→ **What you have to do**
Give the listing again in full, exactly as written.

→ **Working data**
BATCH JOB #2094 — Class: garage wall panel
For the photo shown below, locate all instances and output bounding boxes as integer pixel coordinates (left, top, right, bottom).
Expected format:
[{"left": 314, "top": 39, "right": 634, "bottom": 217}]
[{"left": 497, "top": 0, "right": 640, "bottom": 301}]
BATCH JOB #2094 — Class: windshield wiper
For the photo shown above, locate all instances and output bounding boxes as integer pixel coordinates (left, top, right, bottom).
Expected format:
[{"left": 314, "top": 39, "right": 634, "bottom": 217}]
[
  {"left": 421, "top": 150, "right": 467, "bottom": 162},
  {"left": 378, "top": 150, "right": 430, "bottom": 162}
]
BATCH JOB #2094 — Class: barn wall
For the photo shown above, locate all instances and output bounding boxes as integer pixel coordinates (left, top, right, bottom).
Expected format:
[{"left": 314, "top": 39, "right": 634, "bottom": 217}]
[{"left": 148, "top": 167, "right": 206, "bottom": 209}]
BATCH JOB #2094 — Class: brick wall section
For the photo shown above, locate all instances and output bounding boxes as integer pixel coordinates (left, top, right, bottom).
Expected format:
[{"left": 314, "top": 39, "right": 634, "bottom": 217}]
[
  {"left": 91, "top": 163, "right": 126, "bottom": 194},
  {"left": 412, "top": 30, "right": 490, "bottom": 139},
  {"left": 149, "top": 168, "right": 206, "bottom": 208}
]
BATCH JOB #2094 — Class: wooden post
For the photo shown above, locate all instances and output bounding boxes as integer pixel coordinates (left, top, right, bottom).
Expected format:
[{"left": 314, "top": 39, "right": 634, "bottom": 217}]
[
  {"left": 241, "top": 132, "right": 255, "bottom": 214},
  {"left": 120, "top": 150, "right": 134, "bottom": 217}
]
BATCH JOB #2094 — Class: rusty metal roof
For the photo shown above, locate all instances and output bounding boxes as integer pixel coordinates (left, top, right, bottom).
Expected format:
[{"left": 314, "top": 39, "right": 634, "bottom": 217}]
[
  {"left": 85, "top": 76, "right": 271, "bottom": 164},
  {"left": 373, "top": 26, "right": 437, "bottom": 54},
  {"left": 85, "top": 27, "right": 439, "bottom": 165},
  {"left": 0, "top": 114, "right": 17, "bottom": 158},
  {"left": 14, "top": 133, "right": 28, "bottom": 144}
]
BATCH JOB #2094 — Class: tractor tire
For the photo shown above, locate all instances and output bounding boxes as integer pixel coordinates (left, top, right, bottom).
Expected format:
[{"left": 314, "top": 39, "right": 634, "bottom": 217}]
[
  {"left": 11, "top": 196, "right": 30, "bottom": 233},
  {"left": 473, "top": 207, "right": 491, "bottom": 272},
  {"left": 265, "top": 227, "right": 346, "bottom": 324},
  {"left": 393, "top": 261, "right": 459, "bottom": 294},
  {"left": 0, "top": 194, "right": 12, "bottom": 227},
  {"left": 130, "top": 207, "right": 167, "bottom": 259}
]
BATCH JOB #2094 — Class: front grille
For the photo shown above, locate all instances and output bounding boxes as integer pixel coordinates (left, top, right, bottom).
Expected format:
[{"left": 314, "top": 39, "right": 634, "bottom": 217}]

→ **Result**
BATCH JOB #2094 — Class: garage wall panel
For the photo shown below, locate all instances and output bounding boxes as integer pixel coordinates (left, top, right, bottom).
Expected format:
[{"left": 314, "top": 39, "right": 634, "bottom": 217}]
[{"left": 497, "top": 0, "right": 640, "bottom": 301}]
BATCH JOB #2094 — Class: windshield wiper
For the photo shown above, locate all instances and output bounding boxes as integer pixel coordinates (left, top, right, bottom).
Expected format:
[{"left": 314, "top": 39, "right": 634, "bottom": 217}]
[
  {"left": 421, "top": 150, "right": 467, "bottom": 162},
  {"left": 378, "top": 150, "right": 430, "bottom": 162}
]
BATCH JOB #2094 — Class: barn wall
For the photo shown above, locate all instances and output bounding boxes as integer pixel coordinates (left, top, right, bottom).
Expected format:
[{"left": 314, "top": 39, "right": 634, "bottom": 217}]
[{"left": 148, "top": 167, "right": 206, "bottom": 209}]
BATCH JOB #2094 — Class: brick wall section
For the photo shown above, locate all instances and output bounding boxes as integer pixel coordinates (left, top, right, bottom).
Expected format:
[{"left": 314, "top": 39, "right": 634, "bottom": 217}]
[
  {"left": 91, "top": 163, "right": 126, "bottom": 194},
  {"left": 412, "top": 30, "right": 490, "bottom": 139},
  {"left": 149, "top": 168, "right": 206, "bottom": 208}
]
BATCH JOB #2094 — Class: wooden post
For the photo shown above, locate all instances and output bounding boxes as integer pixel coordinates (left, top, right, bottom).
Expected format:
[{"left": 314, "top": 39, "right": 634, "bottom": 217}]
[
  {"left": 241, "top": 132, "right": 255, "bottom": 214},
  {"left": 120, "top": 150, "right": 134, "bottom": 217}
]
BATCH JOB #2094 — Class: rusty metal roof
For the photo shown above, locate all instances and output bounding boxes as integer pixel coordinates (left, top, right, bottom).
Expected format:
[{"left": 314, "top": 39, "right": 634, "bottom": 217}]
[
  {"left": 85, "top": 76, "right": 271, "bottom": 164},
  {"left": 373, "top": 26, "right": 437, "bottom": 54},
  {"left": 85, "top": 27, "right": 439, "bottom": 165},
  {"left": 0, "top": 114, "right": 17, "bottom": 158},
  {"left": 14, "top": 133, "right": 28, "bottom": 144}
]
BATCH JOB #2094 — Class: tractor tire
For the photo shown above, locate all instances and output bounding boxes as integer pixel coordinates (left, top, right, bottom).
Expected format:
[{"left": 314, "top": 39, "right": 634, "bottom": 217}]
[
  {"left": 11, "top": 196, "right": 30, "bottom": 233},
  {"left": 473, "top": 207, "right": 491, "bottom": 272},
  {"left": 265, "top": 227, "right": 346, "bottom": 324},
  {"left": 393, "top": 261, "right": 459, "bottom": 294},
  {"left": 0, "top": 194, "right": 12, "bottom": 227},
  {"left": 130, "top": 207, "right": 167, "bottom": 259}
]
BATCH JOB #2094 — Class: front grille
For the photo shown above, locate all instances and output bounding boxes as integer pixel coordinates (left, top, right, bottom).
Expected format:
[{"left": 314, "top": 39, "right": 634, "bottom": 217}]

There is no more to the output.